◆ **Problem requirements**: Pick up the account below of James Peter Speid Jamieson's life after its last sentence and continue it.
** Text for analysis follows **
James Peter Speid Jamieson
Shetlopedia - The Shetland Encyclopaedia
James Peter Speid Jamieson (1880-1963)
Extracts from the Dictionary of New Zealand Biography':
James Peter Speid Jamieson was the youngest son and eighth child of Robert Jamieson (1827-1899) and his wife, Barbara Laurenson Laing. He was born at the family croft at Cruisdale, near Sandness, Shetland, Scotland, on 9 February 1880. His father was schoolmaster at Sandness, his mother also taught there, and the children studied at the school and became pupil-teachers. Education was balanced by the rigours of crofting for the family's physical needs, which fostered self-reliance, physical strength and a stoical nature.
On his father's death in 1899 James was appointed interim teacher until the family moved to Lerwick, and he left Shetland to study arts at Edinburgh University, intending to become a teacher. He shared digs with his brother Edward, a medical student, who soon persuaded him into medicine. He completed his MB, ChB in 1904, winning the Pattison prize for surgery. Edward E.B. Jamieson and another brother became prominent teachers of anatomy; a third brother became the senior school inspector for Scotland, while a sister, Christina Jamieson, taught and wrote on Shetland handicrafts, social customs and language. She emigrated to New Zealand in 1935.
** End of Text for analysis **
** Information given follows **
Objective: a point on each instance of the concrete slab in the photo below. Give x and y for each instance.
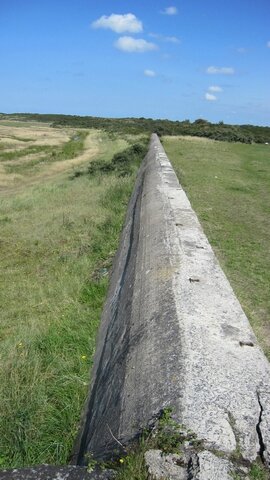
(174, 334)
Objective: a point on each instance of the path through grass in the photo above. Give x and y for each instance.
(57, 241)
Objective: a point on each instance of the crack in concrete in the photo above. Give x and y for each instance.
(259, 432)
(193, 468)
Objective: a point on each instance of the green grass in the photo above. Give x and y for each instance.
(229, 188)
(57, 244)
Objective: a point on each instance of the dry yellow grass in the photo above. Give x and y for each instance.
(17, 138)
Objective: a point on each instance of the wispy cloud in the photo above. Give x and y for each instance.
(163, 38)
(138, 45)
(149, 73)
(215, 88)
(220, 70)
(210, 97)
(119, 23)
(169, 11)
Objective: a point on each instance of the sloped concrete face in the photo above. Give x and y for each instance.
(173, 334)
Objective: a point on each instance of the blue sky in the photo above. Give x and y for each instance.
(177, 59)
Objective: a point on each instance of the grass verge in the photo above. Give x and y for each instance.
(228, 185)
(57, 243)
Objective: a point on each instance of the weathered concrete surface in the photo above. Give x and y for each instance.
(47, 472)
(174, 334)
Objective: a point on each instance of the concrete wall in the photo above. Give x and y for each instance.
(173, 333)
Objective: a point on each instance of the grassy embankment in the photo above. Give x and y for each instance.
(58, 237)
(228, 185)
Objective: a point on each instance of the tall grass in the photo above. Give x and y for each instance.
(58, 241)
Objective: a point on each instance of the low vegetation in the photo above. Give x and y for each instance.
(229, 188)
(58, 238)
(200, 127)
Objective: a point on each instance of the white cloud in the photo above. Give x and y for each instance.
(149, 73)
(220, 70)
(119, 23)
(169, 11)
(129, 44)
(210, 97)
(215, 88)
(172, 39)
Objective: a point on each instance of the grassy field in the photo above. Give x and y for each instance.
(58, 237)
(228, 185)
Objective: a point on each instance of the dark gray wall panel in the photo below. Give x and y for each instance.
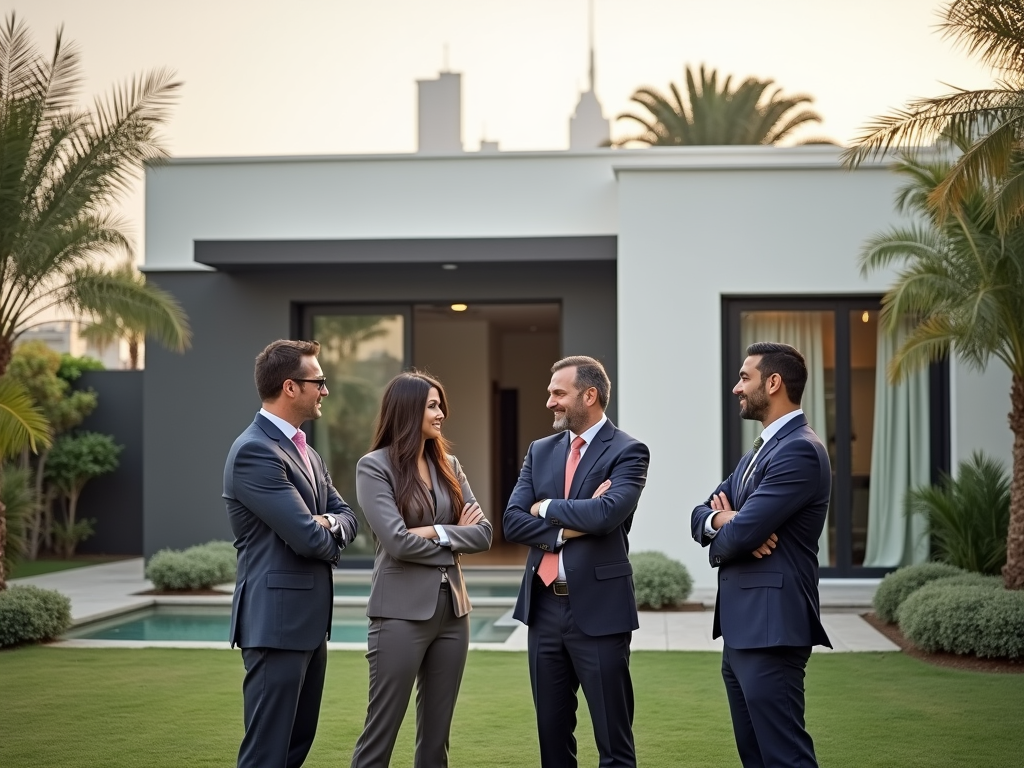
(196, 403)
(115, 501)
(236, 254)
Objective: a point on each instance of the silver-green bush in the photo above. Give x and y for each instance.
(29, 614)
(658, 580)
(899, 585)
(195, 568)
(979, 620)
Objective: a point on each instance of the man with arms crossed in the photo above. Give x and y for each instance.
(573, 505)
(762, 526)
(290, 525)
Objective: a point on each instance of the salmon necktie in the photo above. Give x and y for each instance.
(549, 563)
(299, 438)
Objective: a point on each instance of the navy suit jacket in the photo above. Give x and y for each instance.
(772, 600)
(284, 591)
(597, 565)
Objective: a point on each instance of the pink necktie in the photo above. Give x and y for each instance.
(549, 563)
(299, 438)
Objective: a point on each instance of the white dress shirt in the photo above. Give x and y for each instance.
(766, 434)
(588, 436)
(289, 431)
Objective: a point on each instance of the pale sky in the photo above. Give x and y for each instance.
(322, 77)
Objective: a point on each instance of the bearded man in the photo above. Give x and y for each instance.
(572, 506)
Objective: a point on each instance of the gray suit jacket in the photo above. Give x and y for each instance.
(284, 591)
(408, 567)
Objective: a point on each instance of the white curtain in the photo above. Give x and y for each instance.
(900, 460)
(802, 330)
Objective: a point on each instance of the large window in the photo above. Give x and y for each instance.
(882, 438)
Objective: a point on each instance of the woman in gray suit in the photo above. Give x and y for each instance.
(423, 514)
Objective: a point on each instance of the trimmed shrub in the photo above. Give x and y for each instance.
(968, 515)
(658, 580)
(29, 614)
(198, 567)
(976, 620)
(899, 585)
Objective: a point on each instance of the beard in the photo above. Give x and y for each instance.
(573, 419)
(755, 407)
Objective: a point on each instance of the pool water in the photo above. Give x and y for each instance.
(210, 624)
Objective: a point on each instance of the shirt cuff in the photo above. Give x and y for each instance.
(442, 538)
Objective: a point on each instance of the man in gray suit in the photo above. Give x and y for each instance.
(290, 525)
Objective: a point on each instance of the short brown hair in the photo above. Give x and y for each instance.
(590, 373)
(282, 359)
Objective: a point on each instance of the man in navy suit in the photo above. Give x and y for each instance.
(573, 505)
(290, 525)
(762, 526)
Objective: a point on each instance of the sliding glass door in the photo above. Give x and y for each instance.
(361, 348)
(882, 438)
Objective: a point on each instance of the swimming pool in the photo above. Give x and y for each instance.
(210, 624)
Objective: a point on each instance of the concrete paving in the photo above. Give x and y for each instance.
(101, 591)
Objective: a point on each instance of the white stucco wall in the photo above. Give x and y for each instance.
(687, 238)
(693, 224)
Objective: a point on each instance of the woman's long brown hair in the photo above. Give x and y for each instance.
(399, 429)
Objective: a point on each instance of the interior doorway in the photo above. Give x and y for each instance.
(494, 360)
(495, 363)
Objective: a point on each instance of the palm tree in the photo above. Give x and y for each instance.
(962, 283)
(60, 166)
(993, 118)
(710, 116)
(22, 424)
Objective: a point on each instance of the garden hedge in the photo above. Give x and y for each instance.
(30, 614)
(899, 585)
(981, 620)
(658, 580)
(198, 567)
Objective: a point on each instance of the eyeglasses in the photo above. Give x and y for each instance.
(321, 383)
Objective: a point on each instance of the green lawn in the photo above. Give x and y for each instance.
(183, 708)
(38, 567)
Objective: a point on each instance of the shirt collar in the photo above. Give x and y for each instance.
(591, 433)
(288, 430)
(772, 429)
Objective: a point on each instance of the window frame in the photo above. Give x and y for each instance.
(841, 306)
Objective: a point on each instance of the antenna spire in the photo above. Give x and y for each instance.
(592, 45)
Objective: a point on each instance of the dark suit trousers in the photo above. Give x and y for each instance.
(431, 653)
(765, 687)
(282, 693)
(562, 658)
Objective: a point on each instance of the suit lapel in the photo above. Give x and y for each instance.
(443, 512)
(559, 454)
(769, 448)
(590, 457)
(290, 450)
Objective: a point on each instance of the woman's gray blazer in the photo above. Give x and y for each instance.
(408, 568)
** End of Information given **
◆ **Answer**:
James P.S. Jamieson sailed for South Africa in 1907 for a post as medical officer for Johannesburg mining companies. While there he met Janet Milligan Boddon, a nurse, and they decided to marry. They both liked South Africa, but the potential for racial upheaval, together with letters from Jamieson's New Zealand friends, convinced them to come to New Zealand about 1908. James joined a small practice near Collingwood, and the couple married in Nelson on 11 November 1908. Disappointed with the opportunities in Collingwood, the Jamiesons soon moved to Eketahuna in Wairarapa ... ... He built up a successful country practice and was a borough councillor from 1913 to 1915. In 1930 he gained his MD, and was made a fellow of the College of Surgeons of Australasia.
Jamieson was active in the Nelson division of the New Zealand Branch of the British Medical Association (NZBMA), and in 1935 was made chairman of the NZBMA's national health insurance committee. Jamieson was chairman of the NZBMA from 1943 to 1945, a national council member for 20 years, chairman of the Nelson division, and regional medical deputy for the Nelson army area before and during the war years. In 1949 he became the first person outside Britain to be awarded the BMA's gold medal for exceptional services to medicine. He was made a CBE in 1956 for his wider community service ...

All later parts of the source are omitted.